__Problem to solve__.
Return every one of the rows below verbatim, line for line, without changing anything.

(Object position labeling entries)
<<<<

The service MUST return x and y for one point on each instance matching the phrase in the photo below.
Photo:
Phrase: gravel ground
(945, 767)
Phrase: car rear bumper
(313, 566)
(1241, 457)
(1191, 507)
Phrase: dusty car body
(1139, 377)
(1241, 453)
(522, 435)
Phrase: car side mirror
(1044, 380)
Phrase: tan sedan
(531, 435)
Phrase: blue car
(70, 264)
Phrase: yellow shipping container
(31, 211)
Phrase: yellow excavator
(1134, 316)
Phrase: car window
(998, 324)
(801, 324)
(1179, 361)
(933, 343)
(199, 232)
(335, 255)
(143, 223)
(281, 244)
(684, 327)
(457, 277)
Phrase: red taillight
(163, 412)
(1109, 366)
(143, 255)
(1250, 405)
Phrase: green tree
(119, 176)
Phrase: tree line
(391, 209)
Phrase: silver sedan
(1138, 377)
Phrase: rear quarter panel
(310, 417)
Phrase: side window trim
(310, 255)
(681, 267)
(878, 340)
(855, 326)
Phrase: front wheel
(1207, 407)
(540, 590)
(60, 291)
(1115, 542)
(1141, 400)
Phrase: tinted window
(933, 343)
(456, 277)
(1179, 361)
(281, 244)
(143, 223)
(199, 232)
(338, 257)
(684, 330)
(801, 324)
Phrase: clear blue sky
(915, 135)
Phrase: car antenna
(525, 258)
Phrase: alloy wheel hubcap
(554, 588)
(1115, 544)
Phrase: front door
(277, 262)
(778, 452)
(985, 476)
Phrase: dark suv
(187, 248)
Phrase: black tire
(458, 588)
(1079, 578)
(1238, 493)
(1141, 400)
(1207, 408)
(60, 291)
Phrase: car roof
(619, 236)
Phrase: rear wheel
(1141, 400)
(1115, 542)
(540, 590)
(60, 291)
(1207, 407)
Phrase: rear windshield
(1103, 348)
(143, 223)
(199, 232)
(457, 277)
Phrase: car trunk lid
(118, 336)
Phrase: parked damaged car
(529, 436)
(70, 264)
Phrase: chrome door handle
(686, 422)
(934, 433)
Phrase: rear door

>>>>

__Solution to this problem__.
The service MUST return x and y for one point on each instance matching the phrase in the photo below.
Photo:
Phrase: gravel ground
(945, 767)
Phrase: car rear bumper
(313, 566)
(1241, 457)
(1191, 507)
Phrase: dusty car body
(1139, 377)
(1241, 453)
(522, 435)
Phrase: car side mirror
(1044, 380)
Phrase: tan sedan
(531, 435)
Phrase: blue car
(70, 264)
Phrase: yellow shipping container
(31, 211)
Phrase: yellow excavator
(1134, 316)
Phrase: car window
(998, 324)
(801, 324)
(1179, 361)
(933, 343)
(199, 232)
(335, 255)
(143, 223)
(281, 244)
(684, 327)
(457, 277)
Phrase: red taillight
(163, 412)
(1109, 366)
(143, 255)
(1250, 405)
Phrase: green tree
(119, 176)
Phrase: tree line
(391, 209)
Phrase: silver sedan
(1138, 377)
Phrase: rear quarter panel
(310, 417)
Phrase: side window trim
(310, 255)
(681, 267)
(878, 340)
(855, 326)
Phrase: front wheel
(1207, 407)
(540, 590)
(60, 291)
(1115, 542)
(1141, 400)
Phrase: tinted window
(933, 343)
(456, 277)
(1179, 361)
(281, 244)
(143, 223)
(199, 232)
(338, 257)
(684, 330)
(801, 324)
Phrase: clear blue sky
(915, 135)
Phrase: car antenna
(525, 258)
Phrase: alloy wheel hubcap
(554, 588)
(1115, 544)
Phrase: front door
(277, 262)
(778, 452)
(985, 476)
Phrase: dark suv
(187, 248)
Phrase: black tire
(458, 588)
(1079, 578)
(1238, 493)
(1141, 400)
(1207, 408)
(60, 291)
Phrase: car roof
(619, 236)
Phrase: rear wheel
(1141, 400)
(1115, 542)
(540, 590)
(60, 291)
(1207, 407)
Phrase: rear windshield
(1103, 348)
(143, 223)
(199, 232)
(457, 277)
Phrase: car trunk lid
(118, 336)
Phrase: parked damaged car
(529, 436)
(70, 264)
Phrase: chrome door handle
(686, 422)
(934, 433)
Phrase: rear door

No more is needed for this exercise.